▶ **Exercise data**:

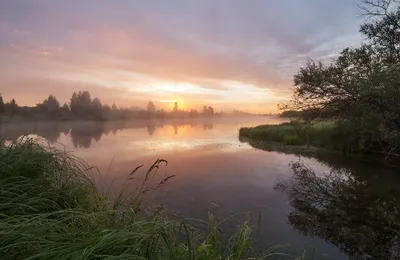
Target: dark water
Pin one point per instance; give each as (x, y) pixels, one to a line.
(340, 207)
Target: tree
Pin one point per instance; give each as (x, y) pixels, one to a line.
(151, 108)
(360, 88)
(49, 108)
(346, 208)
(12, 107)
---
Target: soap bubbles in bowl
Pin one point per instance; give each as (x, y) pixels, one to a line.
==
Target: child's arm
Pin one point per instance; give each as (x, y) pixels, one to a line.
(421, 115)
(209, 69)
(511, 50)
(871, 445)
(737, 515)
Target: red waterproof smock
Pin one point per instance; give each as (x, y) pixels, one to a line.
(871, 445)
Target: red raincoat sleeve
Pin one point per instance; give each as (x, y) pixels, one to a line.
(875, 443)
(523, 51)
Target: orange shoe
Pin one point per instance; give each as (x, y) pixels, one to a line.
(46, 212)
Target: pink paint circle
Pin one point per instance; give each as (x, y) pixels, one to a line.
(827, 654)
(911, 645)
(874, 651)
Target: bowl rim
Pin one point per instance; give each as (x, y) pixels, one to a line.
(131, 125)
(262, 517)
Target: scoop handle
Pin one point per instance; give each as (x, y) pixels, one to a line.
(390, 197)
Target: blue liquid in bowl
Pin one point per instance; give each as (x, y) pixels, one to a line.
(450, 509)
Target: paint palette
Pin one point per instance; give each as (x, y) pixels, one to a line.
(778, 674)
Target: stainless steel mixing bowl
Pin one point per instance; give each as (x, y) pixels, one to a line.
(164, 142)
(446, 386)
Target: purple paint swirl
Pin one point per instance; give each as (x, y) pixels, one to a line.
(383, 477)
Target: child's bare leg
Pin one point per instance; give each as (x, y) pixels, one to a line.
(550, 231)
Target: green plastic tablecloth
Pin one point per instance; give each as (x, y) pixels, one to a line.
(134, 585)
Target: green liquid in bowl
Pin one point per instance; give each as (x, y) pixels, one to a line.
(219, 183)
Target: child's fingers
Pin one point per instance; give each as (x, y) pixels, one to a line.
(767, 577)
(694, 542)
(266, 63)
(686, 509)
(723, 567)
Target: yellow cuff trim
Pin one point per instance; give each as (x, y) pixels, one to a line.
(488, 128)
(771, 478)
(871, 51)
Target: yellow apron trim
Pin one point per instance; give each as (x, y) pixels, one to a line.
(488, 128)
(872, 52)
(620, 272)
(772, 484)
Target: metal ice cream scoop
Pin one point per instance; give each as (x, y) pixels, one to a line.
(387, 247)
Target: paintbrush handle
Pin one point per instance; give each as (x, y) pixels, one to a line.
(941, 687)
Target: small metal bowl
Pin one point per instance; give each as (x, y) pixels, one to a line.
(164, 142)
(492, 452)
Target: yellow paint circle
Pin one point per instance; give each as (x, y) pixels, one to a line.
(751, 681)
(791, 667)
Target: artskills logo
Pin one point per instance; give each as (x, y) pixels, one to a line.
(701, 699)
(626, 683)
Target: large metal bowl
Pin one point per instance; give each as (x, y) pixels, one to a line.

▶ **What is expected**:
Nothing but a number, please: how many lines of the listing hold the word "scoop"?

▶ **Response to the task**:
2